I Have My Own Tools Thanks

I had an interesting dichotomy erupt during a conference presentation -attended by faculty and sessionals (grad students). When speaking about the use of social technology (OK people are social not technology but still labels are useful), anyway, a student stood up and asked "Why don't we use the tools we already use? Why not Facebook and IM or SMS chat or Ipodcasts?' To which an instructor responded (first year instructor) and said "Why should we have to use their tools - why don't they have to use ours (eg. Blackboard, Elluminate) if they attend our schools?" The discussion that ensued covered a lot of ground - from privacy to control issues, to autonomy, to freedom, to opportunity, to technology burdening to copyright issues and learning ownership.
□ □ □ □
▶ [What you need to do]:
- 1) In the post above, which two tools does the instructor name as the school's own?
- 2) Reproduce word for word the part of the post above that opens with the words containing "I Have My Own" and closes with "and learning ownership.".
□ □ □ □
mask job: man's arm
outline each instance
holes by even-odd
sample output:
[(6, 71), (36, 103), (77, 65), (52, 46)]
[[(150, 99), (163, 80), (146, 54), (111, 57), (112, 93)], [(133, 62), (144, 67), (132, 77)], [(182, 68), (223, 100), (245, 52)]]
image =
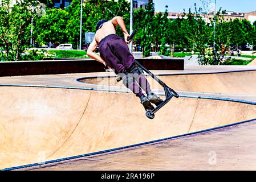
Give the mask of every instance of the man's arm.
[(125, 40), (126, 43), (127, 44), (129, 44), (132, 40), (130, 40), (129, 41), (127, 41), (127, 39), (130, 36), (130, 35), (127, 32), (125, 24), (124, 23), (124, 21), (123, 19), (123, 18), (121, 16), (116, 16), (113, 18), (111, 21), (115, 26), (116, 26), (117, 24), (119, 25), (119, 26), (121, 27), (121, 30), (122, 30), (123, 33), (124, 34), (124, 40)]
[(92, 43), (90, 44), (89, 47), (87, 49), (87, 55), (91, 57), (91, 58), (95, 59), (97, 61), (99, 61), (100, 63), (101, 63), (103, 64), (105, 66), (107, 66), (107, 64), (105, 63), (105, 61), (102, 59), (101, 57), (99, 56), (95, 52), (96, 48), (97, 48), (97, 42), (96, 42), (95, 39), (94, 39), (94, 40), (92, 40)]

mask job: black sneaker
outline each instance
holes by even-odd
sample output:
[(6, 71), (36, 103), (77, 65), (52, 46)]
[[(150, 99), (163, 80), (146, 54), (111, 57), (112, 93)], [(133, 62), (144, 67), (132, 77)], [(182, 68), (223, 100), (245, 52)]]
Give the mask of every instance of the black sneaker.
[(140, 98), (140, 104), (142, 104), (143, 106), (145, 108), (145, 110), (147, 111), (148, 110), (152, 110), (155, 109), (154, 106), (152, 105), (148, 100), (148, 98), (144, 95), (141, 96)]
[(164, 100), (162, 99), (157, 96), (155, 93), (152, 91), (148, 93), (148, 99), (149, 100), (150, 102), (154, 104), (157, 106), (158, 106), (161, 103), (164, 102)]

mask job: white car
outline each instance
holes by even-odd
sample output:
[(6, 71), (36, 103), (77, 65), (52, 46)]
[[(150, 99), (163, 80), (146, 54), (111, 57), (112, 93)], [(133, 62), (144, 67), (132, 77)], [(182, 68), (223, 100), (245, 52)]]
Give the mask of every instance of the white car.
[(72, 49), (71, 44), (61, 44), (59, 46), (56, 47), (56, 49)]

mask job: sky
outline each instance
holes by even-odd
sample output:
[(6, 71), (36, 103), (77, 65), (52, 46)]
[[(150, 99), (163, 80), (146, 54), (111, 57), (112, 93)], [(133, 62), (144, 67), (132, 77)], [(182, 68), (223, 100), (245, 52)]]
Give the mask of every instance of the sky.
□ □ □ □
▶ [Responses]:
- 1) Blackboard and Elluminate.

- 2)
I Have My Own Tools Thanks

I had an interesting dichotomy erupt during a conference presentation -attended by faculty and sessionals (grad students). When speaking about the use of social technology (OK people are social not technology but still labels are useful), anyway, a student stood up and asked "Why don't we use the tools we already use? Why not Facebook and IM or SMS chat or Ipodcasts?' To which an instructor responded (first year instructor) and said "Why should we have to use their tools - why don't they have to use ours (eg. Blackboard, Elluminate) if they attend our schools?" The discussion that ensued covered a lot of ground - from privacy to control issues, to autonomy, to freedom, to opportunity, to technology burdening to copyright issues and learning ownership.